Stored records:
+ + + + +

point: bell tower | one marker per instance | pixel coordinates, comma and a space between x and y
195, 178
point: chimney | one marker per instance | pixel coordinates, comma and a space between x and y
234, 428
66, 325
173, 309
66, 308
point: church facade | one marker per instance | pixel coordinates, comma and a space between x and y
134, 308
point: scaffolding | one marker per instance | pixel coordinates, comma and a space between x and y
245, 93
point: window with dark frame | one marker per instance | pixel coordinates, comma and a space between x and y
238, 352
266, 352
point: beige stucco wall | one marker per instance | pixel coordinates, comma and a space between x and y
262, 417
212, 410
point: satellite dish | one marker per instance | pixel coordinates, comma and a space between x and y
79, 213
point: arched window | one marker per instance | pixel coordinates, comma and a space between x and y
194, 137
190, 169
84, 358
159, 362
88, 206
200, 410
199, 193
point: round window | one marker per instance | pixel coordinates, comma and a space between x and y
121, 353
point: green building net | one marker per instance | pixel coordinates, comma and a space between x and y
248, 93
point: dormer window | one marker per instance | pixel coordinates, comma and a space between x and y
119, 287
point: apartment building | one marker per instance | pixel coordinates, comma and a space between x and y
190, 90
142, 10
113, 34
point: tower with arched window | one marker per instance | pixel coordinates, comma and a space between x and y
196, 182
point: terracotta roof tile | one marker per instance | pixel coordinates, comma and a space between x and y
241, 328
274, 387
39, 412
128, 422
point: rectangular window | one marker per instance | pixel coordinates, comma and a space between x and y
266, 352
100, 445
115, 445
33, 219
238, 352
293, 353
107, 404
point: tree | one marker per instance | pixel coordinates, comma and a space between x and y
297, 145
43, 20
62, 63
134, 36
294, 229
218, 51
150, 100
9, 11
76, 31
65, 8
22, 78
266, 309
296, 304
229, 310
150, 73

+ + + + +

Task instructions
Reproduce every one of the rows above verbatim, line for line.

Task output
point: bell tower | one marker per instance | pixel coordinates, comma and a space between x and y
195, 178
point: chimney | one marker per instance | pixel coordinates, comma and a space between x and y
234, 428
66, 325
173, 309
66, 308
point: church facade | one marker per instance | pixel coordinates, comma and a space between x and y
134, 308
point: scaffolding | one marker per instance | pixel coordinates, comma and a space between x and y
245, 93
point: window with dark frame | one marker per instance | pixel coordinates, comma and a space between x and y
238, 352
266, 352
point: beige stucco wall | one marker per instance | pixel coordinates, comma and a space between x and y
262, 417
212, 410
point: satellite dish | one marker per instance | pixel coordinates, comma and a space between x and y
79, 213
point: arched window | one marker per instance | pixel coordinates, comma and a space between x and y
194, 137
190, 169
84, 358
159, 362
88, 206
200, 410
199, 193
point: round window | one marker per instance | pixel coordinates, comma and a space between x and y
121, 353
point: green building net | one marker per instance | pixel coordinates, comma and a space between x and y
248, 93
point: dormer window | one marker per instance | pixel coordinates, comma and a space between x and y
119, 287
point: apartment building | one marker per instance | pixel coordinates, comma and a space between x and y
190, 90
142, 10
113, 34
point: tower with arched window | one marker per instance | pixel coordinates, comma and a space between x and y
196, 182
point: terracotta roof tile | one marker per instance | pixel coordinates, comma and a space between x and y
241, 328
274, 387
39, 412
128, 422
point: rectangular window | one marker per instance | pixel coordinates, comma and a space between x and y
266, 352
100, 445
115, 445
33, 219
238, 352
293, 353
107, 404
point: tree | one marker per instance | pixel coordinates, comma and a space between x and y
297, 145
43, 20
62, 63
134, 36
294, 229
218, 51
150, 100
9, 11
76, 31
65, 8
22, 78
266, 309
296, 304
229, 310
150, 73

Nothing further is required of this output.